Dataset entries
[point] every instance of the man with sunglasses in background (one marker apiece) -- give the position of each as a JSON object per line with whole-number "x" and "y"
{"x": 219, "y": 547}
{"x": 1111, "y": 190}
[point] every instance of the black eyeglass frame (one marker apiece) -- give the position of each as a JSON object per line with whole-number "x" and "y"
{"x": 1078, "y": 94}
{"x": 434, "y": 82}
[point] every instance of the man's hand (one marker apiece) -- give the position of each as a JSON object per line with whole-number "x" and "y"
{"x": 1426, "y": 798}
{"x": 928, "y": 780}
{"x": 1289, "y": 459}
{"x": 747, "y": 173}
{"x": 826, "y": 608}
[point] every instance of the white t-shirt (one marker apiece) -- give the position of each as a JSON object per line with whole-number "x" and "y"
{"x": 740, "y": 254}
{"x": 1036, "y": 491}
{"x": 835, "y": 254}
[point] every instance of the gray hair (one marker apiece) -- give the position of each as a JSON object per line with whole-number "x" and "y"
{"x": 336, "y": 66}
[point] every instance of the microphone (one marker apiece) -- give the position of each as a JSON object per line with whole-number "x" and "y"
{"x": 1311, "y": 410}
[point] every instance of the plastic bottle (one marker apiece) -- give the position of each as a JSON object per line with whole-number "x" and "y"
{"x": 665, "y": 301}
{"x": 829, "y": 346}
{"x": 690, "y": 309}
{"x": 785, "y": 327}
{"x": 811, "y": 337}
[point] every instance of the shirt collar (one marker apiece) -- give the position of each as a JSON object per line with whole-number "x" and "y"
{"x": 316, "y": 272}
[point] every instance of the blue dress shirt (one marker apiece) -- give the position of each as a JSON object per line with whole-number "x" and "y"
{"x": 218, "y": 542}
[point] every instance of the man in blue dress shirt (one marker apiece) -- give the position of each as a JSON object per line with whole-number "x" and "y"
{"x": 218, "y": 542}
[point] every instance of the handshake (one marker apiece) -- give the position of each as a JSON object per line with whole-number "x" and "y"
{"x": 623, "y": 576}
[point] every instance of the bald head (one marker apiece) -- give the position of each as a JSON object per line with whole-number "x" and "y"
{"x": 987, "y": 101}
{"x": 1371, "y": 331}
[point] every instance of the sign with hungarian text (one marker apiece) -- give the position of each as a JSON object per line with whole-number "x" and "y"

==

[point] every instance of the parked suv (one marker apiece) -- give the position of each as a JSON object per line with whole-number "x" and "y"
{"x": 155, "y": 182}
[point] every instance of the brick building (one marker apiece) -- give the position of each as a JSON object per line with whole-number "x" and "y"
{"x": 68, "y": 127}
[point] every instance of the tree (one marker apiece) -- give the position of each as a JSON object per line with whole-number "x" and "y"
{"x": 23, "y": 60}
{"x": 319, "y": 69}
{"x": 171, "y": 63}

==

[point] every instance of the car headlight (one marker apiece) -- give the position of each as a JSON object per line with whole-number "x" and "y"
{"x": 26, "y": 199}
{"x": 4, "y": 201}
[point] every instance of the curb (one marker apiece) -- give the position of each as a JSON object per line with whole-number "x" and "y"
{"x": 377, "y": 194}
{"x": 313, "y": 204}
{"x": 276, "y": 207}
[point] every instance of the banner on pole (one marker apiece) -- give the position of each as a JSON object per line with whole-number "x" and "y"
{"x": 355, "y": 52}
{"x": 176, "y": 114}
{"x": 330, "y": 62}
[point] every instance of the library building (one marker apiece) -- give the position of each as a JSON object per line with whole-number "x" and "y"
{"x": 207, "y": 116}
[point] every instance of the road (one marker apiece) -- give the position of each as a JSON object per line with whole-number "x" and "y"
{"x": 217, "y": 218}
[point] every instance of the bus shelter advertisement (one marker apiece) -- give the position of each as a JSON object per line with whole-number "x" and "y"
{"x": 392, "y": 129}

Task instructions -
Going back to the entries above, set down exactly the lines that begin at the one with "[point] every instance of the microphone" and end at the one with "[point] every instance of the sign", both included, and nothing else.

Final answer -
[point] every instance of the microphone (one marker apiece) -- give the position of each as a JSON object per line with whole-number "x" and "y"
{"x": 1311, "y": 410}
[point] every instance of the plastic bottle (one marker apiece) -- give the position of each as a JSON object per line with whole-number "x" and "y"
{"x": 665, "y": 301}
{"x": 829, "y": 346}
{"x": 690, "y": 309}
{"x": 785, "y": 327}
{"x": 811, "y": 337}
[point] every instance of the shirt collar (one marker apiece) -- give the position of each as a JSON object per line with whole-number "x" and "y"
{"x": 316, "y": 272}
[point] every instance of the blue dress shirt (one marker apiece) -- give the position of each as a JSON object per line with whole-number "x" and "y"
{"x": 218, "y": 542}
[point] every instance of the man in blue dress shirt (one marker apiece) -- give the position of each as a JSON object per line with whole-number "x" and "y"
{"x": 218, "y": 542}
[point] every instance of the handshake (one marker apiece) -- give the position of each as a JSON object per line with whole-number "x" and "y"
{"x": 623, "y": 576}
[point] every instance of the bald head (one marker apiece) -- give the position of each as a JSON object per line with whole-number "x" and "y"
{"x": 987, "y": 101}
{"x": 1371, "y": 331}
[point] every instance of the sign with hungarian text (one marker apiece) -- give the position of each as a JSON object per line with whole-number "x" and "y"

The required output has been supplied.